TASK REQUIREMENTS:
Copy every line of the material below word for word.

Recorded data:
(begin)

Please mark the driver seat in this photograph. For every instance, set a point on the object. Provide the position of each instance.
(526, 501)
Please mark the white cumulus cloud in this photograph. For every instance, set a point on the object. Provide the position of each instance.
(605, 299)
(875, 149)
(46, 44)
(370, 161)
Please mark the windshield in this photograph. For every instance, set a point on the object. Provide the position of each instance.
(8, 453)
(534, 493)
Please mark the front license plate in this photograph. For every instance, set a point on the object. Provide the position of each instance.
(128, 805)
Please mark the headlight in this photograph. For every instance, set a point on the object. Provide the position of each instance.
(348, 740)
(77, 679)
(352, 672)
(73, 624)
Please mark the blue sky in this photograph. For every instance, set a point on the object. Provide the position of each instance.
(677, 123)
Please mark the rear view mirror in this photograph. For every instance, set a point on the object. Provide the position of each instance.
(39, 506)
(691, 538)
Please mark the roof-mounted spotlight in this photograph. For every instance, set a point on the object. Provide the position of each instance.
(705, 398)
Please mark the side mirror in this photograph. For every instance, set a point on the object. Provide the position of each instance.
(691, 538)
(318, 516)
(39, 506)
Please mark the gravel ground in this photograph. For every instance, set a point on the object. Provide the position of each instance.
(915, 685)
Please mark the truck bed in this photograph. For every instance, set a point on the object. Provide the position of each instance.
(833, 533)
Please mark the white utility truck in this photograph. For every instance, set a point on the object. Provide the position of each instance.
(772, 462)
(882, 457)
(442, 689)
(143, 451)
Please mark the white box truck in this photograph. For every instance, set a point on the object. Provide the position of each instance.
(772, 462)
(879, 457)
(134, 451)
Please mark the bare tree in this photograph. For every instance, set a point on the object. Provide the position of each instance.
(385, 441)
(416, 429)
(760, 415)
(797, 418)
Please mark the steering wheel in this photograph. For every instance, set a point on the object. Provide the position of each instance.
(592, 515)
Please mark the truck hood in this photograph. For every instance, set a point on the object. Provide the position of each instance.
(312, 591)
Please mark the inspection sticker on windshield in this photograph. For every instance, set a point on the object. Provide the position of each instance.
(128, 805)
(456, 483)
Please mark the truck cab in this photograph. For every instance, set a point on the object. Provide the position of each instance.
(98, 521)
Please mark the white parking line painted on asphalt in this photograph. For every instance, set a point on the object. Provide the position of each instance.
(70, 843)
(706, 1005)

(end)

PROBLEM SOLUTION:
Please mark the driver seat in this photograph. For every instance, set a point on the object. Provide the position of each instance.
(526, 501)
Please mark the white cumulus cloud in this photograph. For every instance, set a point on the object. Provide the position of each instance.
(605, 299)
(875, 149)
(46, 44)
(370, 161)
Please mark the windshield in this photograph. For every instance, set a point on the object. Provide the position of each instance.
(8, 453)
(534, 493)
Please mark the front license plate in this photograph. For every instance, set a point on the object. Provide the position of each instance.
(128, 805)
Please mark the headlight in this photograph. For every instance, set a point on the object. Provide the position of each instance.
(348, 740)
(77, 679)
(352, 672)
(73, 624)
Please mark the blue sky in this photograph. For every instance, set a point on the object. Provide the position of each instance.
(677, 123)
Please mark the rear view mirror in this photograph. For every instance, set a point on the object. Provide the position of each instance.
(39, 506)
(691, 538)
Please mark the roof-mounted spotlight in this photograph. For every instance, set a point on the object. Provide the position of each instance.
(705, 398)
Please mark the side mirror in this photograph. For every instance, set a point on the object. Provide the position of each instance.
(691, 538)
(318, 516)
(39, 506)
Please mark the gravel ground in this photograph. For every instance, set a point on the object. Provide the position of each instance.
(915, 685)
Please mark the truck bed in this photograph. For every instance, set a point on the object. Provide the position of each instance.
(833, 533)
Please mark the white utility truck in this photograph. For every instance, set a point on the object. Provide the position of each instance.
(772, 462)
(882, 457)
(442, 689)
(143, 451)
Please mark the white box truck in this photograph. For every instance, set a point on the object. Provide the position of each instance.
(772, 462)
(879, 457)
(134, 451)
Please mark the bare tree in this photograph. For every instance, set a point on the object. Provide the position of each instance.
(385, 441)
(416, 429)
(760, 415)
(797, 418)
Please mark the steering wheel in this photograph. For every instance, set a point on the object. Provide the position of each instance.
(592, 515)
Please mark the truck hood in this photograph. For every instance, set a point on the object. Provide the position of each instance.
(312, 591)
Please mark the inspection sticker on windshield in this photograph. For every instance, set a point on the object. Provide the position of each instance.
(128, 805)
(456, 483)
Please mark the truck cab in this photograph. For every instance, set a point on the object. Provide the position of each instance.
(98, 521)
Please mark the white parking line painted on asphalt in this photograph. For every instance, set a point on the object. Provide the position of each instance.
(70, 843)
(706, 1005)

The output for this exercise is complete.